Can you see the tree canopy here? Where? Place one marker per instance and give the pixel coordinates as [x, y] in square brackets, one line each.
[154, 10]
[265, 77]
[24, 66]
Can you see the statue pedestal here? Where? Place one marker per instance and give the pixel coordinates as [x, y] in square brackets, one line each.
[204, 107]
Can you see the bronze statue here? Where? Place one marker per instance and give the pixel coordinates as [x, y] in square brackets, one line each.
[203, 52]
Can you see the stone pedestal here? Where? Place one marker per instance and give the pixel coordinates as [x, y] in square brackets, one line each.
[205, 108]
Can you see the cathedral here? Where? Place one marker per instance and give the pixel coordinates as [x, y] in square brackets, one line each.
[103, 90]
■ ■ ■ ■ ■ ■ ■
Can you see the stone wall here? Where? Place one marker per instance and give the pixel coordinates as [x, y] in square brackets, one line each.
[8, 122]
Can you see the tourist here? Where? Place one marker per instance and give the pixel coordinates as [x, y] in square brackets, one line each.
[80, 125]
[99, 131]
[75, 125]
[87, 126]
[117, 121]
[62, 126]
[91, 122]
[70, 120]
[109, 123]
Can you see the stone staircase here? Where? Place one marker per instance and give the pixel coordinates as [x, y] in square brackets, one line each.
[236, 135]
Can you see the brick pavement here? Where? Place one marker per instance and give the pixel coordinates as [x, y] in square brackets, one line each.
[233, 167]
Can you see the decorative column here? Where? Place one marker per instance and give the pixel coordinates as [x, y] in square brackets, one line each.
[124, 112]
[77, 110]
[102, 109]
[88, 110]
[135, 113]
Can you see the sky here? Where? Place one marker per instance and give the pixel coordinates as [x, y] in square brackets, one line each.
■ ■ ■ ■ ■ ■ ■
• [Work item] Word for word, restate the lines of the data above that fall between the line holding "Can you see the tourist" and the line holding "Can you see the sky", inclusive, and no other lines.

• [Solved problem]
Can you see the tourist here? Where? Place one marker per instance and give the pixel coordinates as [x, y] in square brackets, one line each.
[80, 125]
[99, 131]
[75, 125]
[87, 126]
[117, 121]
[62, 126]
[91, 122]
[70, 120]
[109, 123]
Can you see the stone staircase here? Where? Place one marker per instance and give the pixel coordinates as [x, y] in square brackets, one line each.
[236, 135]
Can you see the brick pavement here? Where? Place one marker per instance and give the pixel coordinates as [x, y] in square brackets, one line each.
[233, 167]
Can you see the decorative column here? Where? Place one marker per instance and give the pixel coordinates as [x, y] in square brackets, one line each.
[124, 112]
[77, 110]
[102, 109]
[88, 110]
[135, 113]
Can you see the sky here? Where? Place one marker per instance and give the pixel coordinates as [x, y] in square brackets, one line each.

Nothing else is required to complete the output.